» **Challenges**
1. Reproduce the passage about job hunting with panic attacks word for word, in full.
2. Pull out every line of the rows that contains the word "plastic", matching case.

» **Document excerpt**
Naturally this isn't great for someone with panic disorder. But even when I was younger before I started having recurrent panic attacks, I remember printing out CV after CV aged 16-19 and handing them to place after place with little to no luck. This made me seriously depressed; it would be different if I didn't make much of an effort to find jobs, but I've spent more time in the last five years searching and applying for jobs than actually working. Most people want you to have experience, but you can't get experience if no one gives you a chance to have experience. Bloody paradox.

I am also with a few acting agencies and have had some jobs as an extra for adverts and movies. But again unfortunately this is a chancy and fickle area. I started with one agency around February and got two jobs within a couple weeks, and was hoping to make it a regular thing. However, I had a bad panic attack on the second job (which was for an advert) and didn't receive anything for months.

Back in June I worked at Wembley stadium, but had to stop because it was making my panic attacks flare up. I worked the other day at Notting Hill carnival for twelve hours as a steward, and managed to get through most of the day fine (a bit of anxiety but not over-the-top). But at the end of the day I when I was queuing up outside Notting Hill station I had an attack and collapsed.

For people with mental illnesses, its hard enough to find the job but then its nearly impossible to maintain it. There's the difficult part of applying, getting a trial and then actually getting the job in the first place, which can take months of searching. London is a highly competitive and over-populated city, with hundreds of thousands of sweaty bodies competing for the same jobs. University graduates have been struggling to find work post-uni for years, with many working in a field that has nothing to do with their actual degree.

» **Data for the task**
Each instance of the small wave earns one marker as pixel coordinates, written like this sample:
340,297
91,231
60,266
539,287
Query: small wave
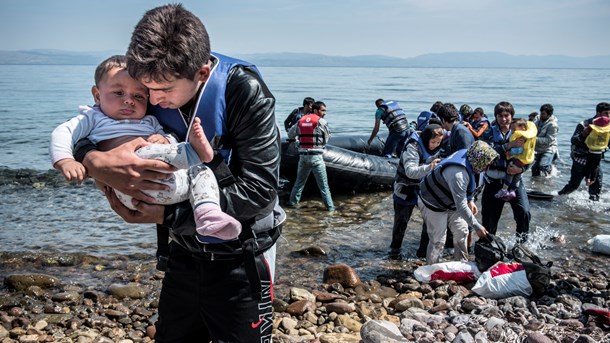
32,177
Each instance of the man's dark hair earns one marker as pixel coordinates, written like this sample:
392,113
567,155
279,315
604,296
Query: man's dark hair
448,113
548,108
308,101
504,106
168,42
434,108
480,111
602,106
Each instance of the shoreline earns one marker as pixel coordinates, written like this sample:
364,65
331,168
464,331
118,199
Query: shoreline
115,300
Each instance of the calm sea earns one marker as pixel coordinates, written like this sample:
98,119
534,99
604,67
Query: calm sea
36,218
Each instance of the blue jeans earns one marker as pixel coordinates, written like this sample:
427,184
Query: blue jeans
307,164
542,163
391,143
492,208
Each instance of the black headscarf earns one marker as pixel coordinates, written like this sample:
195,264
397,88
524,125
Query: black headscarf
426,135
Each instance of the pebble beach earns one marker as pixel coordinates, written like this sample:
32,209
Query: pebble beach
80,298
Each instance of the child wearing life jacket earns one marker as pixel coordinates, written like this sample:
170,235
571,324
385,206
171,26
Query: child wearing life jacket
522,157
597,142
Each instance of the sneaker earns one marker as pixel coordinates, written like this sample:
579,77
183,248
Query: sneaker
502,193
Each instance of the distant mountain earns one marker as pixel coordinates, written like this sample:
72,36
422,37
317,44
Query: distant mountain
54,57
438,60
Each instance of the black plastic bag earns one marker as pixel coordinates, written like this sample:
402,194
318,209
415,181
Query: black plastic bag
489,251
538,273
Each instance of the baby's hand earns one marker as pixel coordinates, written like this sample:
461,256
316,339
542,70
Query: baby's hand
157,139
72,170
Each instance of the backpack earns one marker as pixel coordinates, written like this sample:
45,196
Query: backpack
538,273
489,251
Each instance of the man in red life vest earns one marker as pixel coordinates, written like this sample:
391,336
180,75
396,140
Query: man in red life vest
312,133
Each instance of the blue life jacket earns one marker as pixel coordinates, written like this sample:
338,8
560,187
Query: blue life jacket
434,189
210,107
497,138
424,155
424,119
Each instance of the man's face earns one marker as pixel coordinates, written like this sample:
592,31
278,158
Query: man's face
603,114
321,112
503,119
175,92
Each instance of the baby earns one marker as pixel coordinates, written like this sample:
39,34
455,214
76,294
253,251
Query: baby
119,116
520,157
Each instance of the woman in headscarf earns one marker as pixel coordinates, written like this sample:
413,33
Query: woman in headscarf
418,157
447,200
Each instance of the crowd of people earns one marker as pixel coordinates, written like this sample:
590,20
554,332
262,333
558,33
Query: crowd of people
448,155
171,103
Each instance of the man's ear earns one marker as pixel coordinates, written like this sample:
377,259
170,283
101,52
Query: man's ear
203,74
96,94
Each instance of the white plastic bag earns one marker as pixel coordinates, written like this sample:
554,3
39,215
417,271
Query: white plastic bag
600,244
454,270
503,280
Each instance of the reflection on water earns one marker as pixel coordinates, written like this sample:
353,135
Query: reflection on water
70,219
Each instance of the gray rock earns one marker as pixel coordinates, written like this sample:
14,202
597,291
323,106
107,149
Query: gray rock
21,282
381,331
342,274
301,294
131,290
463,337
406,304
536,337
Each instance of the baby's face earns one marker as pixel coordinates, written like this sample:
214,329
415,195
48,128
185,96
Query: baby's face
120,96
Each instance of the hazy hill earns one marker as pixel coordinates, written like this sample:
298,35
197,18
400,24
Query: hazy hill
449,60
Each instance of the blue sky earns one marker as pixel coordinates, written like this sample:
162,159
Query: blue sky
400,28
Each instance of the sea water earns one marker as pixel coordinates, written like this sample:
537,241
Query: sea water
63,218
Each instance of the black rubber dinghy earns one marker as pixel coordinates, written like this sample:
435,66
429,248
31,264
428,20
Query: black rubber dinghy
352,166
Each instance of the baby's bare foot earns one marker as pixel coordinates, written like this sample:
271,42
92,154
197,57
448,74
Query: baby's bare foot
199,142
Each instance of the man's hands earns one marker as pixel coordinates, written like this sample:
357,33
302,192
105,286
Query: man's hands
157,139
482,232
121,169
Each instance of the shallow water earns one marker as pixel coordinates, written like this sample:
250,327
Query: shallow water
54,218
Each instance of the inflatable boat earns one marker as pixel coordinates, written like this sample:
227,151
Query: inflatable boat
352,166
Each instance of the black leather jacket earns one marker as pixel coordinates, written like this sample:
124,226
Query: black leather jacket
255,143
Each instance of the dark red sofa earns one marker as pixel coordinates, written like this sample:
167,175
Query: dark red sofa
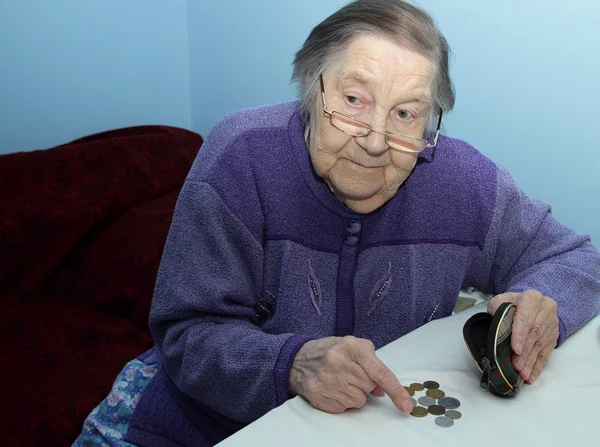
82,229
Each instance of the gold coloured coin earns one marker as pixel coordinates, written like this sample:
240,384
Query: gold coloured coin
453,414
417,386
431,384
436,394
436,410
419,412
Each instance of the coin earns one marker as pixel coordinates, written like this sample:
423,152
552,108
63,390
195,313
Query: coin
431,385
426,401
419,412
436,410
436,394
443,421
453,414
449,402
417,386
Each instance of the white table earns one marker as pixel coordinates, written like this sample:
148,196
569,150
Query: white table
561,409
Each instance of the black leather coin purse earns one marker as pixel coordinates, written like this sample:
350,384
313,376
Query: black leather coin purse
489,341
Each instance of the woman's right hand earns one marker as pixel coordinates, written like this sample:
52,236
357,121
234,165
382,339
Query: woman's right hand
336,373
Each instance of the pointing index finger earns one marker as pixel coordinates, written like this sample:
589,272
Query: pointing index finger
387,380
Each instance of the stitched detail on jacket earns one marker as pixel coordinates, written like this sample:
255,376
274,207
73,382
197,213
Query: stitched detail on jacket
434,311
314,289
380,290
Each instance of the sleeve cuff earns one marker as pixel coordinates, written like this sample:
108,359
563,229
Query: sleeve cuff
284,364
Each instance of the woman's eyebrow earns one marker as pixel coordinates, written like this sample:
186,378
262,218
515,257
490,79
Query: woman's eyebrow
362,77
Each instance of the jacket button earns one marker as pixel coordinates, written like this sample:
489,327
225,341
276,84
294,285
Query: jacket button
351,240
354,227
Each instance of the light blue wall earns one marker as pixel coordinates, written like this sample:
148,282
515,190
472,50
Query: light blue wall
69,68
526,75
241,52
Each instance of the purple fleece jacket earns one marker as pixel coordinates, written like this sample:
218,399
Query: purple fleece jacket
261,258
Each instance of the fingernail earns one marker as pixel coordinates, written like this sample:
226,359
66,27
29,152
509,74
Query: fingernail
518,348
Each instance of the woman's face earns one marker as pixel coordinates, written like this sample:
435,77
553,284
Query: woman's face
388,87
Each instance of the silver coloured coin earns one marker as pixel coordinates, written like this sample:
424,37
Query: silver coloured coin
453,414
449,403
426,401
444,421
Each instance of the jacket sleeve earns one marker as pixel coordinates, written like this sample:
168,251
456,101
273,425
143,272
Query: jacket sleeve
527,248
204,308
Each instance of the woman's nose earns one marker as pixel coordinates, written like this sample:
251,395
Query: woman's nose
374,143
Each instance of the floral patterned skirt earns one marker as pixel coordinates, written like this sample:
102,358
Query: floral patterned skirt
108,423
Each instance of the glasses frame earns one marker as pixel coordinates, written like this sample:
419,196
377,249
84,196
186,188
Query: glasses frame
384,133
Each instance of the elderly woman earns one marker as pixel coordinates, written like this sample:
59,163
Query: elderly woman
307,235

» **Results in order**
1.
Naturally this isn't great for someone with panic disorder. But even when I was younger before I started having recurrent panic attacks, I remember printing out CV after CV aged 16-19 and handing them to place after place with little to no luck. This made me seriously depressed; it would be different if I didn't make much of an effort to find jobs, but I've spent more time in the last five years searching and applying for jobs than actually working. Most people want you to have experience, but you can't get experience if no one gives you a chance to have experience. Bloody paradox.

I am also with a few acting agencies and have had some jobs as an extra for adverts and movies. But again unfortunately this is a chancy and fickle area. I started with one agency around February and got two jobs within a couple weeks, and was hoping to make it a regular thing. However, I had a bad panic attack on the second job (which was for an advert) and didn't receive anything for months.

Back in June I worked at Wembley stadium, but had to stop because it was making my panic attacks flare up. I worked the other day at Notting Hill carnival for twelve hours as a steward, and managed to get through most of the day fine (a bit of anxiety but not over-the-top). But at the end of the day I when I was queuing up outside Notting Hill station I had an attack and collapsed.

For people with mental illnesses, its hard enough to find the job but then its nearly impossible to maintain it. There's the difficult part of applying, getting a trial and then actually getting the job in the first place, which can take months of searching. London is a highly competitive and over-populated city, with hundreds of thousands of sweaty bodies competing for the same jobs. University graduates have been struggling to find work post-uni for years, with many working in a field that has nothing to do with their actual degree.

2.
Each instance of the black plastic bag earns one marker as pixel coordinates, written like this sample:
Query: black plastic bag
Each instance of the white plastic bag earns one marker as pixel coordinates, written like this sample:
Query: white plastic bag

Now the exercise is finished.